# Provided material:
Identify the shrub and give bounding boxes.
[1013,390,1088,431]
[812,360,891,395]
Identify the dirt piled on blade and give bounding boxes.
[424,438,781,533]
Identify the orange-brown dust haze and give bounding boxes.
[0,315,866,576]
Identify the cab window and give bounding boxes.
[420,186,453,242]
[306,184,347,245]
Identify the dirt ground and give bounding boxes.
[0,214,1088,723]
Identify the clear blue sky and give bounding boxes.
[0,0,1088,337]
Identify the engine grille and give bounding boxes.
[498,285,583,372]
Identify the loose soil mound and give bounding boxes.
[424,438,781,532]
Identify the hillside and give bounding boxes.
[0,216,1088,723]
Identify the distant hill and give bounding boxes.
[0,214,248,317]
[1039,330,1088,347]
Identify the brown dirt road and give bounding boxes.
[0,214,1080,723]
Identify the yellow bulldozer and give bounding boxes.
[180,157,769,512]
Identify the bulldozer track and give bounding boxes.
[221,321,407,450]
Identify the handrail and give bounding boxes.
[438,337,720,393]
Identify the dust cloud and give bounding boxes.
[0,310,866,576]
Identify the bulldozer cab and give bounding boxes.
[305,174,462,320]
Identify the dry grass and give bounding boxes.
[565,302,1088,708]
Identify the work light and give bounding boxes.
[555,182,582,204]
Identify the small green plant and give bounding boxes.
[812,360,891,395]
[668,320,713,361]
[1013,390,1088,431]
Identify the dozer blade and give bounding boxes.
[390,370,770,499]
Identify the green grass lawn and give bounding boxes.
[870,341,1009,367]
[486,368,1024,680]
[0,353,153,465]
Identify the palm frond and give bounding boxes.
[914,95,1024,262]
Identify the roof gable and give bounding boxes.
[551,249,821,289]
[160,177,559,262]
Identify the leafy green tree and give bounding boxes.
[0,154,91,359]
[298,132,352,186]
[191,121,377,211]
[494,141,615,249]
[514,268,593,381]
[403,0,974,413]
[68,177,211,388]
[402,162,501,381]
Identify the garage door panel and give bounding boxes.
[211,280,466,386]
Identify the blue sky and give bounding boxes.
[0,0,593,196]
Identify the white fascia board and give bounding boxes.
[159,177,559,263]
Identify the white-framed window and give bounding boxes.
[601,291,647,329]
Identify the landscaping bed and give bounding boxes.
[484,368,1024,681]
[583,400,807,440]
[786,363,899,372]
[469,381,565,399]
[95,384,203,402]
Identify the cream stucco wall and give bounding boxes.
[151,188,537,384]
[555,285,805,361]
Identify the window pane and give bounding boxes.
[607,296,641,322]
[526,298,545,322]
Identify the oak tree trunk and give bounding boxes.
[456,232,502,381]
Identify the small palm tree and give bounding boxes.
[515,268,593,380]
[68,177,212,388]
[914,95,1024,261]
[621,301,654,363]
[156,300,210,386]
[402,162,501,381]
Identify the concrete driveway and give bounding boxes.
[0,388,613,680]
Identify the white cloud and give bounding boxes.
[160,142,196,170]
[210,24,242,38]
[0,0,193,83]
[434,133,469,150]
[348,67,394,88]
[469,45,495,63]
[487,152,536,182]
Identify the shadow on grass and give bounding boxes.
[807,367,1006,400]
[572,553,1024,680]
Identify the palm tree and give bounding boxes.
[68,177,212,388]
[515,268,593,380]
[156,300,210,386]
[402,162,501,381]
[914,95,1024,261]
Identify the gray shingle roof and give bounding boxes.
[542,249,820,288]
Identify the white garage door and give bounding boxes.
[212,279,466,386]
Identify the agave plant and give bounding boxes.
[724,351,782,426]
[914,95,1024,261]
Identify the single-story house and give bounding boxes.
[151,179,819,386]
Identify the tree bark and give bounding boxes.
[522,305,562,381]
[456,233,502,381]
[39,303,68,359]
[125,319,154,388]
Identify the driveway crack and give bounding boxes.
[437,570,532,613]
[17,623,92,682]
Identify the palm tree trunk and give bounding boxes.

# Written request:
Turn every line of the records above into a Markdown table with the columns Row and Line, numbering the rows and skipping blank lines.

# Written reply:
| Row | Line |
|---|---|
| 1 | Identify the shrub and give bounding boxes. |
| 2 | [1013,390,1088,431] |
| 3 | [812,360,891,395] |
| 4 | Identify the dirt piled on blade and give bounding boxes. |
| 5 | [424,438,781,533] |
| 6 | Identify the orange-brown dust haze and give bounding boxes. |
| 7 | [0,315,866,576] |
| 8 | Identify the cab window and give bounding boxes. |
| 9 | [420,186,453,242] |
| 10 | [306,184,347,245] |
| 11 | Identify the dirt ground and give bounding boxes. |
| 12 | [0,214,1088,723] |
| 13 | Identify the clear blue sky and give bounding boxes. |
| 14 | [0,0,1088,337] |
| 15 | Identify the engine grille and give bounding boxes. |
| 16 | [498,285,583,372] |
| 17 | Identify the loose soil mound and give bounding boxes. |
| 18 | [424,438,781,532] |
| 19 | Identify the hillside and give bounding boxes. |
| 20 | [0,216,1088,723] |
| 21 | Identify the distant hill and give bounding boxes. |
| 22 | [0,214,248,317] |
| 23 | [1039,330,1088,347] |
| 24 | Identify the brown dirt road and give bounding boxes. |
| 25 | [0,214,1080,723] |
| 26 | Identify the yellow bulldozer and give bounding boxes. |
| 27 | [180,157,769,512] |
| 28 | Identify the bulldozer track and give bounding boxes. |
| 29 | [221,321,407,450] |
| 30 | Identify the handrail and give bounding boxes. |
| 31 | [438,337,720,393] |
| 32 | Identify the dust cloud and give bounding boxes. |
| 33 | [0,310,866,576] |
| 34 | Identify the bulldozer cab and give bounding boxes. |
| 35 | [305,174,462,320] |
| 36 | Identify the dry grass and give bounding boxes. |
| 37 | [565,302,1088,708] |
| 38 | Identify the work light and give bounding boxes. |
| 39 | [555,182,582,204] |
| 40 | Identify the small green plant and give bounding boxes. |
| 41 | [812,360,891,395] |
| 42 | [668,320,713,361] |
| 43 | [1013,390,1088,431] |
| 44 | Identify the dozer blade and give bounding boxes. |
| 45 | [390,370,770,499] |
| 46 | Identify the green grass lawn and give bounding boxes. |
| 47 | [870,341,1009,367] |
| 48 | [486,368,1024,680] |
| 49 | [0,353,153,465] |
| 50 | Identify the palm frond and give bounding boxes. |
| 51 | [914,95,1024,262] |
| 52 | Identify the roof gable and give bounding boxes. |
| 53 | [551,249,821,289] |
| 54 | [160,177,559,262] |
| 55 | Identify the leafy green tree and give bounding boxes. |
| 56 | [0,154,91,359] |
| 57 | [298,132,352,186] |
| 58 | [191,121,377,211] |
| 59 | [494,141,615,249] |
| 60 | [514,268,593,381] |
| 61 | [403,0,974,413] |
| 62 | [68,177,211,388] |
| 63 | [402,162,501,381] |
| 64 | Identify the garage door panel and give bounding boxes. |
| 65 | [211,280,466,386] |
| 66 | Identify the blue sky and give bounding boxes. |
| 67 | [0,0,593,196] |
| 68 | Identify the white fascia board and give bounding boxes. |
| 69 | [159,177,559,263] |
| 70 | Identify the white-framed window and give bounding boxes. |
| 71 | [601,291,647,329] |
| 72 | Identify the landscaping bed and give bounding boxes. |
| 73 | [484,368,1024,681] |
| 74 | [583,400,807,440] |
| 75 | [786,363,899,372] |
| 76 | [469,381,565,399] |
| 77 | [95,384,203,402] |
| 78 | Identify the cream stucco wall and give bounding boxes. |
| 79 | [151,188,537,384] |
| 80 | [555,285,805,361] |
| 81 | Identify the window pane and give bounding boxes. |
| 82 | [607,296,641,322] |
| 83 | [526,298,545,322] |
| 84 | Identify the oak tree trunk and give bounding boxes. |
| 85 | [456,232,502,381] |
| 86 | Identify the small palm tree and give bounding boxes. |
| 87 | [515,268,593,380] |
| 88 | [68,177,212,388] |
| 89 | [914,95,1024,261] |
| 90 | [621,301,654,363] |
| 91 | [156,300,210,386] |
| 92 | [402,162,501,381] |
| 93 | Identify the concrete driveway and give bounding boxes. |
| 94 | [0,388,613,680] |
| 95 | Identify the white cloud and give bounding boxes. |
| 96 | [160,142,196,170] |
| 97 | [210,24,242,38] |
| 98 | [0,0,193,83] |
| 99 | [434,133,469,150] |
| 100 | [348,67,394,88] |
| 101 | [469,45,495,63] |
| 102 | [487,152,536,182] |
| 103 | Identify the shadow on grass and give bounding boxes. |
| 104 | [807,367,1006,400] |
| 105 | [572,553,1024,680] |
| 106 | Identify the palm tree and give bounding boxes. |
| 107 | [68,177,212,388] |
| 108 | [515,268,593,380] |
| 109 | [156,300,210,386] |
| 110 | [402,162,501,381] |
| 111 | [914,95,1024,261] |
| 112 | Identify the gray shingle roof and give bounding boxes. |
| 113 | [542,249,820,288] |
| 114 | Identify the white garage door and give bounding boxes. |
| 115 | [212,279,466,386] |
| 116 | Identify the agave plant and give bounding boxes. |
| 117 | [724,351,782,426] |
| 118 | [914,95,1024,261] |
| 119 | Identify the single-story house and give bounding boxes. |
| 120 | [151,179,819,386] |
| 121 | Identify the tree bark and give bounding boxes. |
| 122 | [522,305,562,381] |
| 123 | [456,233,502,381] |
| 124 | [39,303,68,359] |
| 125 | [125,319,154,388] |
| 126 | Identify the driveway crack and give bounding boxes. |
| 127 | [437,570,532,613] |
| 128 | [17,623,92,682] |
| 129 | Identify the palm tree trunk and give bounding boxes. |